• Data for this exercise

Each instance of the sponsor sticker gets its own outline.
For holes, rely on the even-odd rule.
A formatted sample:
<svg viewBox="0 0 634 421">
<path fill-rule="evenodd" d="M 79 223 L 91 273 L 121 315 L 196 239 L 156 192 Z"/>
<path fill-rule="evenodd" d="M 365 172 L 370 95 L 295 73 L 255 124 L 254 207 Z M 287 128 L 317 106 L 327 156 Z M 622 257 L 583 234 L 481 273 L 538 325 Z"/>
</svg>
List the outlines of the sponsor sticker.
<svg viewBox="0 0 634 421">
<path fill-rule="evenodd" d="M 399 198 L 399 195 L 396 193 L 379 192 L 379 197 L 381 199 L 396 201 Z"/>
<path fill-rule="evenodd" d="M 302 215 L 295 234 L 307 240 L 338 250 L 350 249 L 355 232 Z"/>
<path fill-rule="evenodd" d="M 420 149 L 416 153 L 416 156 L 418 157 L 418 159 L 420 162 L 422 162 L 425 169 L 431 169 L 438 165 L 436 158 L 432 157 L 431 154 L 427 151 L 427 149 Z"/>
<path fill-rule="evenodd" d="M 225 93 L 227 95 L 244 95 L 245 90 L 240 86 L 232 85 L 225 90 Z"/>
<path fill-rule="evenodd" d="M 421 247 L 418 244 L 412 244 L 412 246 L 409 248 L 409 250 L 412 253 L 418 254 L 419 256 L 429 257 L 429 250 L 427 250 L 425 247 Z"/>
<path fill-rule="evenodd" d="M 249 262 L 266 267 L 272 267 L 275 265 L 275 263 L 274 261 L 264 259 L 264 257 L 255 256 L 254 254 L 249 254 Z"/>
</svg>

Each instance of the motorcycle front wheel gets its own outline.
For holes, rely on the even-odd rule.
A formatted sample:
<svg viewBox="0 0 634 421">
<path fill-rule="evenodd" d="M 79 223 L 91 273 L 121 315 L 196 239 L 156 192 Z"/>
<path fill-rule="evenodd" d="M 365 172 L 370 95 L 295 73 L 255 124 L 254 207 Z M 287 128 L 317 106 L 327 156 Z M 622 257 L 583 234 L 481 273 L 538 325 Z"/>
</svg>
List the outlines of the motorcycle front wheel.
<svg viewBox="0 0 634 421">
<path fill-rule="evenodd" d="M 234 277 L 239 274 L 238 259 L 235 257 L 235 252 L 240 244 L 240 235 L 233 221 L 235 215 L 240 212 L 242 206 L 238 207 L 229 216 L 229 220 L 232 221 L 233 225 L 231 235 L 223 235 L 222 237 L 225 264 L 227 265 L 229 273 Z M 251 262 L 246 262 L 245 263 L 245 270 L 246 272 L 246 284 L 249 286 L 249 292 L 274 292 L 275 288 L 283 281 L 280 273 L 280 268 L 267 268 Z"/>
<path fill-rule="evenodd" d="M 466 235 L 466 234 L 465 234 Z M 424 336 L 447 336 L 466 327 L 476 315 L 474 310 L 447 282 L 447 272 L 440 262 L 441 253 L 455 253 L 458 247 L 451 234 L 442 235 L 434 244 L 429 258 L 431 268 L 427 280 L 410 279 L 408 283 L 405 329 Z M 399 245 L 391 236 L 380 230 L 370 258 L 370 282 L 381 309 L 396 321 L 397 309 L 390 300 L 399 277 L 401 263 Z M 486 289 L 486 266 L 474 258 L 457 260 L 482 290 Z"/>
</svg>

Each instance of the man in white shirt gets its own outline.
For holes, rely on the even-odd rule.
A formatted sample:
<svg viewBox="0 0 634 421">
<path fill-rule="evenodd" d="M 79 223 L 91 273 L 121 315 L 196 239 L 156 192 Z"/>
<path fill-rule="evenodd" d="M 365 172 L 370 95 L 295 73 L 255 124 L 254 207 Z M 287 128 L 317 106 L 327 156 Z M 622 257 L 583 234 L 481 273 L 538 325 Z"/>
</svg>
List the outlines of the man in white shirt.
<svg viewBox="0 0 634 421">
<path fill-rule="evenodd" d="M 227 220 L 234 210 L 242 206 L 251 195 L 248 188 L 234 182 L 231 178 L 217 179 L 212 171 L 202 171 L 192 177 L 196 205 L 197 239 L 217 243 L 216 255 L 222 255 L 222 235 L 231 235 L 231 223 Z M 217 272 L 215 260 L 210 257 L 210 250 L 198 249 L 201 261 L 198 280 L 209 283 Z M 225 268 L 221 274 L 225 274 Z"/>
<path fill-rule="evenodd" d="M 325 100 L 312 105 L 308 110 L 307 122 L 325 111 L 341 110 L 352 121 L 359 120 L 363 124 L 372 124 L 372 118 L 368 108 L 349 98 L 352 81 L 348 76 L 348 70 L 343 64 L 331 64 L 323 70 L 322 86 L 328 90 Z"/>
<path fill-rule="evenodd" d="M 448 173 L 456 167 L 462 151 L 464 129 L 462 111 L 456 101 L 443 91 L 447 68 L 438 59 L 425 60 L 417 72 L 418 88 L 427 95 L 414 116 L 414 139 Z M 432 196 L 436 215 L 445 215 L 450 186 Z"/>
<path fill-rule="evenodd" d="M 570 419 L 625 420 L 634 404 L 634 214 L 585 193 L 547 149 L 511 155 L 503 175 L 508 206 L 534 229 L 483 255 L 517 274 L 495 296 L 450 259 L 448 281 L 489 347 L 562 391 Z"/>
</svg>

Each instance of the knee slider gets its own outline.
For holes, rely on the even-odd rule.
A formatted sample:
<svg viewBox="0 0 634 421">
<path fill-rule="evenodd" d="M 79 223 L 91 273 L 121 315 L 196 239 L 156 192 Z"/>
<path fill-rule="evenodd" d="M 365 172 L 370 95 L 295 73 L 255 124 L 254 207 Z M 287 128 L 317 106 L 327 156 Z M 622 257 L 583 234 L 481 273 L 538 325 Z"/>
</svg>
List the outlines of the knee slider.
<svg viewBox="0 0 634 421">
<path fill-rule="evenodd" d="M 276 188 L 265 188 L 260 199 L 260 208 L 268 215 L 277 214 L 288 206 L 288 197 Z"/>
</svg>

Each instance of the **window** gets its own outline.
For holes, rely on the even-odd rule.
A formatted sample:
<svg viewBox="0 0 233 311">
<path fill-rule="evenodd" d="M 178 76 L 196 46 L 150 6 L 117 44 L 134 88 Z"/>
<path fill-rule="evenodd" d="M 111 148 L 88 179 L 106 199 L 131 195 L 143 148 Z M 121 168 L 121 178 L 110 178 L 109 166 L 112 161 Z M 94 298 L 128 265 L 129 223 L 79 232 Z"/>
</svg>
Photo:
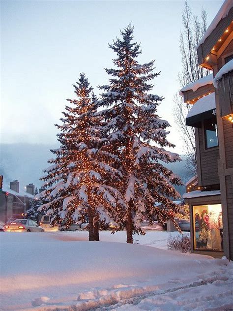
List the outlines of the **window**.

• Required work
Swap "man in white shirt" for "man in gray shirt" in the lines that begin at the one containing "Each instance of the man" and stop after the one containing "List the outlines of the man in white shirt.". Reproduce only those lines, with everything else unchanged.

• Solution for this exercise
Each instance of the man in gray shirt gets its own outline.
For holes, rely on the even-odd rule.
A formatted sample:
<svg viewBox="0 0 634 421">
<path fill-rule="evenodd" d="M 79 223 L 91 273 L 121 315 L 196 239 L 156 192 Z"/>
<path fill-rule="evenodd" d="M 365 172 L 370 95 L 295 73 L 255 124 L 254 207 Z M 287 128 L 317 106 L 327 156 Z M 622 257 L 583 234 L 481 273 L 538 325 Z"/>
</svg>
List the outlines of the man in gray shirt.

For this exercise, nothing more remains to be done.